Work order: Extend the passage about Vietnam's thung chai basket boats, picking up right after its last sentence.

The thung chai, or “basket boat”, traces its history back to the French colonial era. As the story goes, the French arrived in Vietnam and began levying taxes left, right and centre – including a tax on the ownership of boats. Most of the poor Vietnamese fishermen who depended on boats for their livelihood could not afford to pay the taxes, so they invented a new type of boat: the thung chai.
Hemispherical and woven from bamboo, the thung chai is a variety of coracle – a small, circular boat traditionally used in parts of the British Isles as well as India, Iraq, and Tibet. The fishermen who built them argued that these were not boats at all but baskets – and therefore couldn’t be taxed. Their crafty plan seems to have worked, and ever since then these domed vessels have been a feature of the landscape of central Vietnam – lying scattered across beaches and (more recently) ferrying tourists from A to B.

Dataset extract:
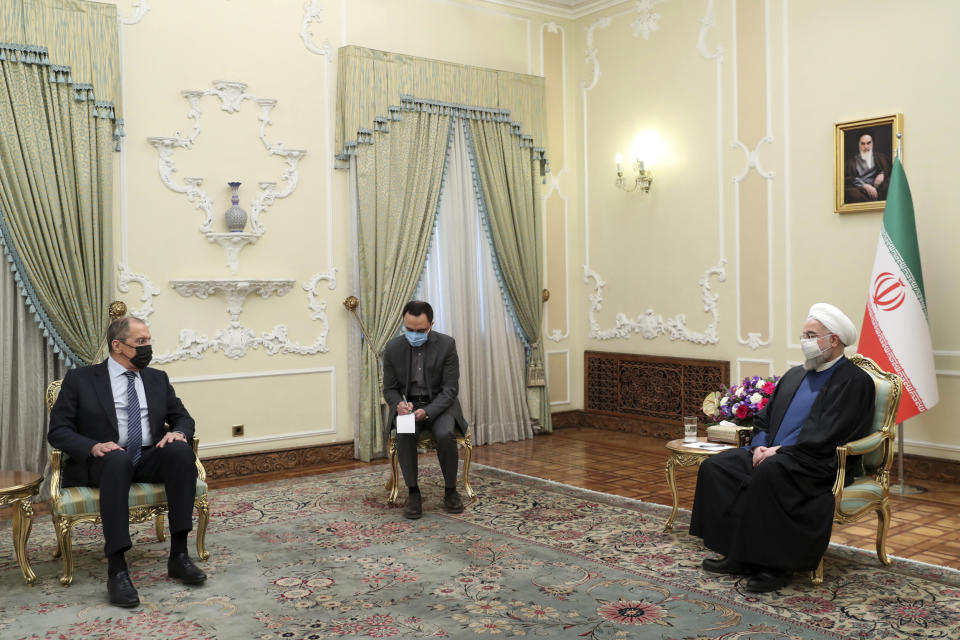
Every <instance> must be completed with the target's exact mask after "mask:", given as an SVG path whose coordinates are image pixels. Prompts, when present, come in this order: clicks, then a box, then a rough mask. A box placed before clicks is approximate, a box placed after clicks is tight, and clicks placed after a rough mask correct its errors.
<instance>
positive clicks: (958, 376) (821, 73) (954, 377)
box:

Result:
On a recent visit to Hoi An, I met an elderly man who has been making basket boats for 70 years – ever since he learned the craft at 15. Constructed by hammering strips of bamboo into place, the boat is then coated in waterproof resin made from coconut oil, tar or (increasingly) fibreglass. With regular re-coating, each boat can last decades – longer even than the people who make them!
Attempt to row a thung chai and you will almost invariably just send yourself in circles – the proper technique is to gently wave the paddle back and forth through the water in an arcing motion.
Hoi An is a great place to see craftsmen at work building thung chai and other varieties of boat – and to take a ride in one down the Thu Bon River!